# Supplied text
Asthma risk may be elevated in atopic dermatitis
Individuals with atopic dermatitis carried an elevated risk for asthma compared with those who did not have AD, according to a study.
“It is well established that asthma is common in patients with atopic dermatitis,” Nanna Ravnborg, MS, of the department of dermatology and allergy at Herlev and Gentofte Hospital at the University of Copenhagen and of the Copenhagen Research Group for Inflammatory Skin in Denmark, and colleagues wrote.
The systematic review and meta-analysis included data for 39,503 articles from the PubMed, EMBASE, LILACS and SCOPUS databases. This group of papers was ultimately culled down to 213 studies and an overall study population of 688,927 patients included in the final quantitative analysis.
The aim was to determine the prevalence of asthma and other respiratory symptoms in study participants who have AD. The researchers also assessed for correlations between AD and asthma.
Results showed an overall pooled prevalence of asthma of 25.7% (95% CI, 23.7-27.7) in the AD group compared with 8.1% (95% CI, 7.0-9.4) among controls.
These prevalence rates yielded a significant correlation between AD and asthma as compared with controls (OR = 3.03; 95% CI, 2.64-3.47). This trend persisted in studies in which both AD and asthma were physician diagnosed (OR = 3.01; 95% CI, 2.41-3.77). The association was slightly weaker in studies in which asthma was defined as a wheeze (OR = 2.46; 95% CI, 2.08-2.90).
The researchers acknowledged the limitation that definitions and diagnostic criteria for both AD and asthma were not uniform across data sets. However, when they conducted an analysis in which both AD and asthma were physician diagnosed, the prevalence rate of asthma in the AD cohort remained elevated, at 21% (95% CI, 17.9-24.3).
The prevalence of asthma was 28.8% (95% CI, 20.7-37.6) in patients with AD in studies in which asthma was defined as a wheeze, 26.3% (95% CI, 23.5-29.1) in studies of children with AD and 21.8% (95% CI, 18.4-25.4) in studies of adults with AD.
Rates of asthma were comparable among women and men with AD.
The correlation between AD and asthma may be due to shared features of type 2 immunity and elevated IgE levels, according to the researchers. “Asthma is a common comorbidity of AD,” they wrote. “Physicians should be cognizant of this relationship and address asthma symptoms in their patients.”

# Work to complete
#1 Decide whether each statement agrees with the asthma article, and answer yes or no for each, quoting the words of the article that settle it.
(a) The final quantitative analysis covered 213 studies.
(b) Among patients with AD, asthma prevalence was higher in studies of adults than in studies of children.
(c) Asthma rates were much higher in women with AD than in men with AD.
#2 Please set down, word for word, the part of the asthma article between "The aim was" and "7.0-9.4) among controls.", inclusive.

Natural-language descriptions of regions:
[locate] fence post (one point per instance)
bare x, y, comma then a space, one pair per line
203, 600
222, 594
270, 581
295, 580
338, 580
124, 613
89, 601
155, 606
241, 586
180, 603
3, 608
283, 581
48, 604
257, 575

# Numbered answers
#1
(a) Yes: "This group of papers was ultimately culled down to 213 studies"
(b) No: "26.3% (95% CI, 23.5-29.1) in studies of children with AD and 21.8% (95% CI, 18.4-25.4) in studies of adults with AD"
(c) No: "Rates of asthma were comparable among women and men with AD."

#2
The aim was to determine the prevalence of asthma and other respiratory symptoms in study participants who have AD. The researchers also assessed for correlations between AD and asthma.
Results showed an overall pooled prevalence of asthma of 25.7% (95% CI, 23.7-27.7) in the AD group compared with 8.1% (95% CI, 7.0-9.4) among controls.